**ACTION ITEM:**
Copy out all the items below, switching every "rough mask" to "coarse mask" and leaving everything else the same. Omit the pictures.

"""

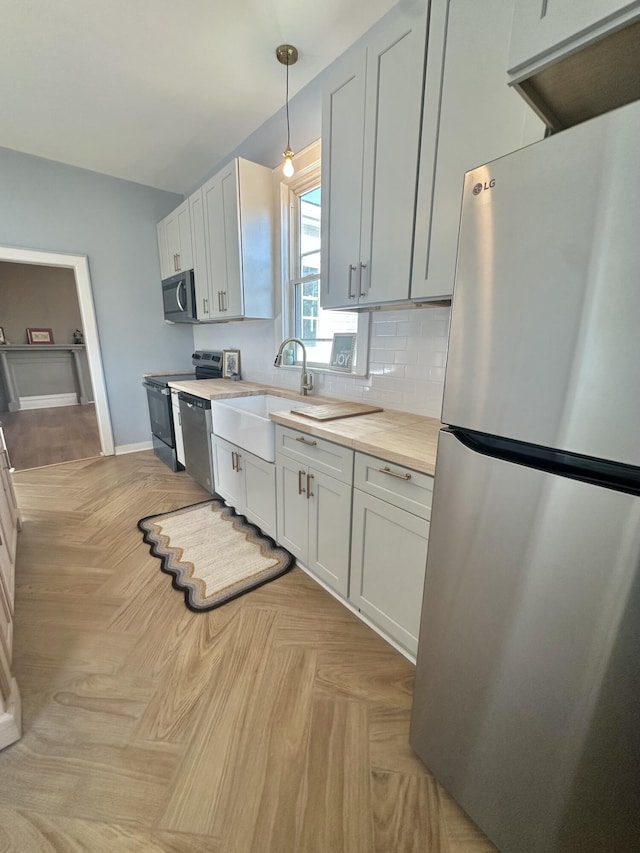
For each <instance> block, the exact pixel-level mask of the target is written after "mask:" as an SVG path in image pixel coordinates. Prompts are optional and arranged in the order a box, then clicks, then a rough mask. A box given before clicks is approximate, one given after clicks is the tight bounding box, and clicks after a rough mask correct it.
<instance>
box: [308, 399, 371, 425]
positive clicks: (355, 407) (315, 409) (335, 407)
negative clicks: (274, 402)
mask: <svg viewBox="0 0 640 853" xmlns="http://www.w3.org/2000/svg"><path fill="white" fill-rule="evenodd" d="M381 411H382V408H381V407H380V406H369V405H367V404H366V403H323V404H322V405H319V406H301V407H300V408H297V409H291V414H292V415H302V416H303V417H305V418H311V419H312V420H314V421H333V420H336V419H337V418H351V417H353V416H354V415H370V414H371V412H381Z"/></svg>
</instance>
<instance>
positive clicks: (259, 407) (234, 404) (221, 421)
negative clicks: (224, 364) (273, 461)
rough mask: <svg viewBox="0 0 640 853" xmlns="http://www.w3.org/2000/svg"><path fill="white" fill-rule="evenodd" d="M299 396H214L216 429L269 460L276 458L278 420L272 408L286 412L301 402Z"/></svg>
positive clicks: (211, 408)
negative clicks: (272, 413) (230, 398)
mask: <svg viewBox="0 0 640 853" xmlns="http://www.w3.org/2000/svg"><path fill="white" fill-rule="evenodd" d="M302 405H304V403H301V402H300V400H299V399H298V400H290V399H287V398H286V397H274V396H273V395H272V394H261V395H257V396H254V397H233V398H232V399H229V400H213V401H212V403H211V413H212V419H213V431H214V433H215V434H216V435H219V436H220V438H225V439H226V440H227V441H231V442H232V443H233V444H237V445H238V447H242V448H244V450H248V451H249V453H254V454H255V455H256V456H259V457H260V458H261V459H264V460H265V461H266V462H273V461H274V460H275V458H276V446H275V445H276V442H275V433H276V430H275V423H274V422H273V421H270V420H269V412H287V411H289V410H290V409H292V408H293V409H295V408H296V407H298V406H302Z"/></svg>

"""

**EXERCISE ANSWER:**
For each <instance> block, the exact pixel-level mask of the target is written after "mask:" as an SVG path in image pixel coordinates. Prompts are optional and arranged in the order a box, then clicks, then a coarse mask. A box given before clicks is approximate, one given after clicks is the tight bounding box, and clicks after a coarse mask correct it.
<instance>
box: [308, 399, 371, 425]
positive clicks: (355, 407) (315, 409) (335, 407)
negative clicks: (274, 402)
mask: <svg viewBox="0 0 640 853" xmlns="http://www.w3.org/2000/svg"><path fill="white" fill-rule="evenodd" d="M381 411H382V408H381V407H380V406H369V405H367V404H366V403H323V404H322V405H319V406H301V407H300V408H297V409H291V414H292V415H302V416H303V417H305V418H311V419H312V420H314V421H333V420H336V419H337V418H351V417H353V416H354V415H370V414H371V412H381Z"/></svg>
</instance>
<instance>
positive clicks: (259, 407) (234, 404) (221, 421)
negative clicks: (224, 364) (273, 461)
coarse mask: <svg viewBox="0 0 640 853" xmlns="http://www.w3.org/2000/svg"><path fill="white" fill-rule="evenodd" d="M299 396H214L216 429L269 460L276 458L278 420L272 408L286 412L301 402Z"/></svg>
positive clicks: (211, 408)
negative clicks: (272, 413) (230, 398)
mask: <svg viewBox="0 0 640 853" xmlns="http://www.w3.org/2000/svg"><path fill="white" fill-rule="evenodd" d="M302 405H304V403H301V402H300V400H299V399H298V400H290V399H287V398H286V397H274V396H273V395H272V394H261V395H257V396H254V397H233V398H232V399H229V400H213V401H212V403H211V413H212V419H213V431H214V433H215V434H216V435H219V436H220V438H225V439H226V440H227V441H231V442H232V443H233V444H237V445H238V447H242V448H244V450H248V451H249V453H254V454H255V455H256V456H259V457H260V458H261V459H264V460H265V461H266V462H273V461H274V460H275V458H276V446H275V445H276V442H275V433H276V430H275V423H274V422H273V421H270V420H269V412H287V411H289V410H290V409H292V408H293V409H295V408H296V407H298V406H302Z"/></svg>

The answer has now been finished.